(Referring expression data)
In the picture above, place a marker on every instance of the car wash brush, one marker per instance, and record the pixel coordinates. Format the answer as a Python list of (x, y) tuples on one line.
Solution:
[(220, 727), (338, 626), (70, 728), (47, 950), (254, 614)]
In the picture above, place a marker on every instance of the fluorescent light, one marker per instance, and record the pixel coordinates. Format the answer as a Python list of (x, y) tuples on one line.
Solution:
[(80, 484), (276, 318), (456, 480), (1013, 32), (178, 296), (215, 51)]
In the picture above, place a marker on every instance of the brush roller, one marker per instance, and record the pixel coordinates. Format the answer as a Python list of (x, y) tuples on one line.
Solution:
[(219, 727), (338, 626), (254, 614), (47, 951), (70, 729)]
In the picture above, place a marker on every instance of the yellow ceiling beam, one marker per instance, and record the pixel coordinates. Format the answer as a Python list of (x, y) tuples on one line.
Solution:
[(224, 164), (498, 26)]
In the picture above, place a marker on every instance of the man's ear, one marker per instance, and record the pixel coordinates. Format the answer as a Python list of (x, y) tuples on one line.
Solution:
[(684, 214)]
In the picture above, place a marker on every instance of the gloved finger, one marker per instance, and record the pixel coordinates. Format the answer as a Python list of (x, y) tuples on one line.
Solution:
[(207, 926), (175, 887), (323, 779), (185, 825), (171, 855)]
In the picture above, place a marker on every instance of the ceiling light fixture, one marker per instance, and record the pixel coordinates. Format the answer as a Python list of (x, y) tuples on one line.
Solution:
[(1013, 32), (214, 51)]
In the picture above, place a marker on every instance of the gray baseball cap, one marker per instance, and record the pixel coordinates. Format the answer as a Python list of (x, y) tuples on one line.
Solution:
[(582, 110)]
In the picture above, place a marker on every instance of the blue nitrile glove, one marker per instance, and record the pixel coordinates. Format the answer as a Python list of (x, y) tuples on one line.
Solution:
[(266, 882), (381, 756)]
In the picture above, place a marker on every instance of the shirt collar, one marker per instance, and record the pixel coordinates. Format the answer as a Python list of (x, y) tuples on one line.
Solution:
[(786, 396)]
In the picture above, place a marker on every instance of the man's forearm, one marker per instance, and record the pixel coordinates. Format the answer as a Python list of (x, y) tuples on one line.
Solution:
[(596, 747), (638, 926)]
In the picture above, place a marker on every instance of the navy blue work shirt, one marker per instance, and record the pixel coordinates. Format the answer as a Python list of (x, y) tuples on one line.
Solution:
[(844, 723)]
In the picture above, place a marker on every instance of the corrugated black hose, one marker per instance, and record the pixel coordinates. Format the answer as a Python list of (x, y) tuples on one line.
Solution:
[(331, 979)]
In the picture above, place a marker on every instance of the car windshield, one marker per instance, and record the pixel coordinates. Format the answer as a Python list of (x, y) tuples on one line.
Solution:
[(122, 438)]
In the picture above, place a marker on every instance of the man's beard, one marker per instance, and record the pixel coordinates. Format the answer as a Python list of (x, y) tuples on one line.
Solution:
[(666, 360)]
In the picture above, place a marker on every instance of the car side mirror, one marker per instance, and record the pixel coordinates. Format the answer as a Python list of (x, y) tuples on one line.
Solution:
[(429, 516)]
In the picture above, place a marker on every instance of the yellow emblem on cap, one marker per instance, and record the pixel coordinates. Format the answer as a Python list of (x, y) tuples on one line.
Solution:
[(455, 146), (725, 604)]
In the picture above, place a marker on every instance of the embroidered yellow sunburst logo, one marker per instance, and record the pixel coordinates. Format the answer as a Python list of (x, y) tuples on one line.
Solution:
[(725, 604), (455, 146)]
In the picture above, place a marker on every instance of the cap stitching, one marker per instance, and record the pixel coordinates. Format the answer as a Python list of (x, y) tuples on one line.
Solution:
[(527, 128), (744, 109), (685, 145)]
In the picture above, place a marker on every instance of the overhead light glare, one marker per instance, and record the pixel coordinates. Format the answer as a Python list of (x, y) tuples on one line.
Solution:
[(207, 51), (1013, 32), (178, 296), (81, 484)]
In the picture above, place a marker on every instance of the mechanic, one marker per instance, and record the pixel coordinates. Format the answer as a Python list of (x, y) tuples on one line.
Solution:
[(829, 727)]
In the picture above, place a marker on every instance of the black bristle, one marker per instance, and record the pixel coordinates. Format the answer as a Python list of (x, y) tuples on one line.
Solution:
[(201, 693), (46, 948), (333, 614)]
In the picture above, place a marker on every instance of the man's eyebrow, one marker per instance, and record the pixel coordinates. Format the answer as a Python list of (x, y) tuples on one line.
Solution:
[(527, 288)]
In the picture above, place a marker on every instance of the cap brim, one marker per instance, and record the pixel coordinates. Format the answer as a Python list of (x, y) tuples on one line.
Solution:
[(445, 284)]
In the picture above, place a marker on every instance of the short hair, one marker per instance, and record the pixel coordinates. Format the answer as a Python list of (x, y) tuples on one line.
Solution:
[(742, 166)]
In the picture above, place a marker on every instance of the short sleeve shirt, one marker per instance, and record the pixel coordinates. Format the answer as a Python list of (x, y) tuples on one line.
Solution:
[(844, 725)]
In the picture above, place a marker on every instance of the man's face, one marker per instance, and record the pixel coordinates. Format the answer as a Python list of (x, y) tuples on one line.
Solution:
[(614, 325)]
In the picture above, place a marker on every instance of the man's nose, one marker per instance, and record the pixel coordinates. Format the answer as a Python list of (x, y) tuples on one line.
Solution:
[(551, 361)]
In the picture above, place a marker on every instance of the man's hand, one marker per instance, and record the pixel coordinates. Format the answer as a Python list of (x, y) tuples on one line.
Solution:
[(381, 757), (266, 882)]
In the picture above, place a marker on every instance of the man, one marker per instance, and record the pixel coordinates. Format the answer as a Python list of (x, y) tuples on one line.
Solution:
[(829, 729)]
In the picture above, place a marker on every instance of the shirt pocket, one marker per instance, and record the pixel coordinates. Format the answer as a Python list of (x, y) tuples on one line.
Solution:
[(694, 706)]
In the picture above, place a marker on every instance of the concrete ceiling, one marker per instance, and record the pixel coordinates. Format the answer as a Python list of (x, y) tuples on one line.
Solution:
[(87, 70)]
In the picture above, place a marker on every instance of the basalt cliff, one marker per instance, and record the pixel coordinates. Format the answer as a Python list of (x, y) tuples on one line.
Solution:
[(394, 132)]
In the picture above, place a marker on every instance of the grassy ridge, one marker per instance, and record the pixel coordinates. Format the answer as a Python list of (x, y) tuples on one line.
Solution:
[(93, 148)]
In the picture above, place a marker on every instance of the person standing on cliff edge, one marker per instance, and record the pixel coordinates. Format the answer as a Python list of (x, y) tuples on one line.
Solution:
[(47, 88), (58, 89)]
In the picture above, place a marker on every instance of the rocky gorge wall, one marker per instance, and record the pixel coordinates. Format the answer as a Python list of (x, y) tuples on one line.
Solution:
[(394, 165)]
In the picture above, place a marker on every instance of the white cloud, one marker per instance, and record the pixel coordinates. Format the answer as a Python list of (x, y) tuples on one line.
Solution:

**What is being asked**. An exact reproduction of all the entries, complete to the last line, is needed.

**Final answer**.
In the picture above, place a marker on every instance of the car wash brush, one marker per instance, and record the pixel coordinates. Format the answer as a Python list of (x, y) tuples on one line.
Solution:
[(220, 727), (338, 626), (70, 728), (47, 950), (254, 614)]
In the picture above, place a marker on every instance of the fluorescent light, one marker per instance, and record the pixel coordinates. Format the answer as a Python list of (x, y) tuples on one line.
Solution:
[(80, 484), (276, 318), (456, 480), (1013, 32), (178, 296), (215, 51)]
In the picture above, place a marker on every instance of the brush roller, one marker per instance, and record the pixel coordinates. Format the answer as a Python list of (x, y) tuples on one line.
Solution:
[(219, 727), (338, 626), (254, 614), (47, 951), (70, 729)]
In the picture above, place a marker on every instance of the yellow ceiling beam, one marker per instance, and record the pixel coordinates. Format the answer as a Python list of (x, y) tuples on one line.
Solution:
[(224, 164), (498, 26)]
In the picture above, place a marker on every instance of the man's ear, one marker per instance, and record the pixel coordinates. Format the answer as a Python list of (x, y) tuples on one line.
Solution:
[(684, 214)]
In the picture above, place a marker on every instance of the gloved finger, one marker per instance, and record the pixel coordinates. Format the answer as a Python list of (x, y) tuples on one line.
Solution:
[(207, 926), (175, 887), (323, 779), (185, 825), (171, 855)]
In the picture above, place a marker on every instance of the ceiling light fixture, one marker per instance, and record the pixel coordinates. Format the answer as a Python list of (x, y) tuples on one line.
Solution:
[(1013, 32), (214, 51)]
In the picture above, place a marker on every instance of the gray baseball cap, one marker per instance, and record the pixel coordinates. Format the answer as a Python list of (x, y) tuples on one line.
Solution:
[(582, 110)]
In the picture above, place a marker on every instance of the blue nitrile glove, one marker per instance, and record the pixel coordinates. Format the answer as a Python list of (x, y) tuples on one line.
Solution:
[(266, 882), (381, 756)]
In the picture above, place a marker on every instance of the shirt collar, one marker per instance, and record the pixel coordinates. Format the answer as a Python list of (x, y) tuples on one line.
Solution:
[(786, 396)]
In the picture above, place a marker on every instance of the man's forearm, one marker per instance, and record the pixel coordinates. Format the answer as a Python list of (x, y) tuples on one line.
Solution:
[(596, 747), (638, 926)]
In the picture above, place a marker on every instance of the navy blue work shirt, one marker per instance, and record the pixel coordinates. Format the answer as a Python list of (x, y) tuples on one line.
Solution:
[(844, 723)]
In the picture above, place a marker on every instance of the corrugated black hose, one marker per instance, and record the pixel coordinates. Format the answer as a Python list of (x, y) tuples on one line.
Solution:
[(331, 979)]
In the picture above, place a marker on every instance of the car windshield, one marker per instance, and record the pixel coordinates. Format the answer as a Python list of (x, y) tuples on one line.
Solution:
[(122, 438)]
In the picture above, place a marker on every instance of the man's beard, one marker per instance, and record the pixel coordinates. Format the answer as a Python list of (x, y) tuples on one line.
Solution:
[(666, 360)]
In the picture above, place a marker on every instance of the car side mirror, one marker per instance, and record the pixel coordinates. Format the answer as a Python list of (x, y) tuples on one line.
Solution:
[(429, 516)]
In the picture above, place a marker on every instance of the yellow emblem on cap, one marker per instance, and record the pixel coordinates. Format the answer as a Python list of (x, y) tuples on one line.
Solution:
[(455, 146), (725, 604)]
In the picture above, place a marker on every instance of the embroidered yellow sunburst logo, one marker per instance, and record the pixel coordinates. Format the answer as a Python list of (x, y) tuples on one line.
Solution:
[(725, 604), (455, 146)]
In the picture above, place a marker on every instance of the cap stitching, one marker per instance, and record the pixel coordinates. Format the answer as a Python list of (x, y) tuples on one line.
Solution:
[(527, 128), (744, 109), (685, 145)]
In the picture above, place a marker on every instance of the overhead light glare, one marker per instance, and record the pixel coordinates. Format the answer as a Python list of (x, y) tuples on one line.
Solution:
[(207, 51), (1013, 32), (178, 296), (81, 484)]
In the picture above, place a marker on every instance of the mechanic, one marker per instance, and record the pixel coordinates. Format the answer as a Python list of (x, y) tuples on one line.
Solution:
[(829, 727)]
In the picture above, place a marker on every instance of the black bristle, one marker per instance, and record the pixel coordinates. Format the answer as a Python list of (x, y) tuples on one line.
Solution:
[(201, 693), (46, 948), (333, 614)]
In the picture above, place a marker on every instance of the man's eyebrow, one marker per instance, and record the pixel coordinates. Format the answer as a Python list of (x, y) tuples on one line.
Solution:
[(527, 288)]
In the picture above, place a marker on every instance of the cap brim, one marker per instance, and record the pixel coordinates. Format the answer as a Python list of (x, y) tuples on one line.
Solution:
[(445, 284)]
In the picture above, place a marker on every instance of the short hair, one marker per instance, and record the pixel coordinates. Format the answer as a Python list of (x, y) tuples on one line.
Solution:
[(742, 166)]
In the picture above, place a marker on every instance of the short sleeve shirt, one marker per instance, and record the pixel coordinates. Format the answer as a Python list of (x, y) tuples on one line.
Solution:
[(844, 725)]
In the picture above, place a marker on every instance of the man's face, one marker per instance, and record the pixel coordinates. Format the answer as a Python list of (x, y) tuples on one line.
Solution:
[(614, 325)]
In the picture above, place a marker on every instance of the man's nose, one marker per instance, and record the pixel coordinates. Format the answer as a Python list of (x, y) tuples on one line.
Solution:
[(551, 361)]
In the picture above, place a marker on every instance of the man's hand, one marker per instance, and record the pixel coordinates. Format the answer as a Python list of (x, y) tuples on one line.
Solution:
[(381, 757), (266, 882)]
In the picture above, place a marker on every instance of the man, one marker per instance, and record the pixel coordinates. Format the answer as a Python list of (x, y) tuples on one line.
Solution:
[(829, 729)]
In the picture above, place a marker on every instance of the shirt pocket, one marker per instance, and record the pixel coordinates. Format the answer as a Python list of (x, y) tuples on one line.
Solution:
[(694, 706)]
In the picture above, place a marker on every instance of the concrete ceiling, one marker per instance, and record the pixel coordinates. Format the answer as a Python list of (x, y) tuples on one line.
Solution:
[(87, 70)]
In the picture above, place a marker on every instance of the basalt cliff, one marker per instance, and record the pixel coordinates. Format the answer as a Python list of (x, y) tuples on one line.
Solution:
[(394, 132)]
In the picture above, place a marker on every instance of the grassy ridge, one marker per instance, and record the pixel coordinates. Format the answer as a Python list of (x, y) tuples on one line.
Solution:
[(93, 148)]
In the picture above, place a marker on every instance of the person standing on cliff edge, one marker per instance, and record the pixel coordinates. Format the answer as a Python list of (x, y) tuples on one line.
Solution:
[(47, 88), (58, 89)]
In the picture above, place a marker on every instance of the rocky gorge wall, one marker per instance, and record the pixel coordinates. Format the answer as a Python list of (x, y) tuples on one line.
Solution:
[(394, 165)]
In the picture above, place a marker on every instance of the white cloud, one marker per instance, and record the pixel coordinates. Format the answer as a Python list of (x, y) tuples on one line.
Solution:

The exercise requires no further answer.